[Records from a data collection]
········
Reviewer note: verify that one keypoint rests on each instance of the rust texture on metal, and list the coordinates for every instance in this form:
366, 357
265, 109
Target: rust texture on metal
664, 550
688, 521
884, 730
········
Please copy out the items above word for word, with nothing changed.

- Exercise response
Reviewer note: verify that one keypoint rests on each instance of the rust texture on metal, and list the coordinates for every instance in this form:
366, 357
265, 109
Target: rust texture on metal
664, 550
688, 521
884, 730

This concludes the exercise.